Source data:

○ ○ ○

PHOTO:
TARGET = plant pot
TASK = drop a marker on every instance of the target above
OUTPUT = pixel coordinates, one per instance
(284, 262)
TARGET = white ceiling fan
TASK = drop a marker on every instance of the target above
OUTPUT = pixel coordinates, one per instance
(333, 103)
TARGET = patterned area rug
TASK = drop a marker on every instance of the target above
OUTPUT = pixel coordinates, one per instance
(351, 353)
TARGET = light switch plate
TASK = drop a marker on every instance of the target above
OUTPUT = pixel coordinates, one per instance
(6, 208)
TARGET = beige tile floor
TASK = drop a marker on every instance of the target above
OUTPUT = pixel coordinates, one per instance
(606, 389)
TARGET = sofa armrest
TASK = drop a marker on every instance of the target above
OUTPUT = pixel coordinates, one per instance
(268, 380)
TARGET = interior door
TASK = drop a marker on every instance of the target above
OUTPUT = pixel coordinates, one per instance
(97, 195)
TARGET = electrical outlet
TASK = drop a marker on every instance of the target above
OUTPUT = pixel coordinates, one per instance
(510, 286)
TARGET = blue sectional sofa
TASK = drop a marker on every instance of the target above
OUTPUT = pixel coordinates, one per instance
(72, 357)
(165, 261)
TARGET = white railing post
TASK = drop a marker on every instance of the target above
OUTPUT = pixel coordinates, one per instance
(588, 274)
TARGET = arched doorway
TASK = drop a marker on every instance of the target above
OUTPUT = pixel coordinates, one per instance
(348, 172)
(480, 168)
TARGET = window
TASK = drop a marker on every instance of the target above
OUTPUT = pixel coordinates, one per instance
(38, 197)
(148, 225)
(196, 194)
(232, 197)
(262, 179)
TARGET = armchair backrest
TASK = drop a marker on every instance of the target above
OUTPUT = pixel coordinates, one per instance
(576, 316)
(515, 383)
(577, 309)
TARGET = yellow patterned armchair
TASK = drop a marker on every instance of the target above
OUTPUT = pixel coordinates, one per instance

○ ○ ○

**Prompt**: Word for word, copy every entry.

**Completed exercise**:
PHOTO:
TARGET = plant pot
TASK = drop a marker on every instance of the target above
OUTPUT = pixel coordinates, one per instance
(284, 262)
TARGET = white ceiling fan
TASK = drop a marker on every instance of the target above
OUTPUT = pixel coordinates, one per instance
(333, 103)
TARGET = patterned area rug
TASK = drop a marker on every instance of the target above
OUTPUT = pixel coordinates, one per instance
(351, 353)
TARGET = light switch plate
TASK = drop a marker on every instance of the target above
OUTPUT = pixel coordinates, one per instance
(6, 208)
TARGET = beige tile floor
TASK = drop a marker on every instance of the target above
OUTPUT = pixel coordinates, one per instance
(606, 389)
TARGET = sofa armrest
TASK = drop a marker on every instance of the target above
OUTPUT = pixel coordinates, one per instance
(268, 380)
TARGET = interior door
TASK = drop a marker on every instance of the target above
OUTPUT = pixel coordinates, one per instance
(97, 195)
TARGET = electrical outlet
TASK = drop a marker on every instance of the target above
OUTPUT = pixel coordinates, one per instance
(510, 286)
TARGET = blue sectional sofa
TASK = drop a marker on every instance of the target above
OUTPUT = pixel coordinates, one per instance
(72, 357)
(165, 261)
TARGET = white railing post
TASK = drop a marker on every instance of the target above
OUTPUT = pixel coordinates, one per instance
(588, 274)
TARGET = arched doorway
TASK = drop a marker on every instance of the target above
OUTPUT = pixel coordinates, one per instance
(348, 172)
(480, 168)
TARGET = window
TASK = drop a marker on every instance of the target above
OUTPUT = pixel coordinates, one per instance
(38, 197)
(148, 225)
(196, 194)
(232, 197)
(262, 179)
TARGET = armchair backrest
TASK = drop a marker on every instance of the target above
OUTPUT = pixel coordinates, one per instance
(576, 316)
(515, 383)
(577, 309)
TARGET = yellow patterned armchair
TASK = drop a marker on every instance of the target above
OUTPUT = pixel coordinates, one per instance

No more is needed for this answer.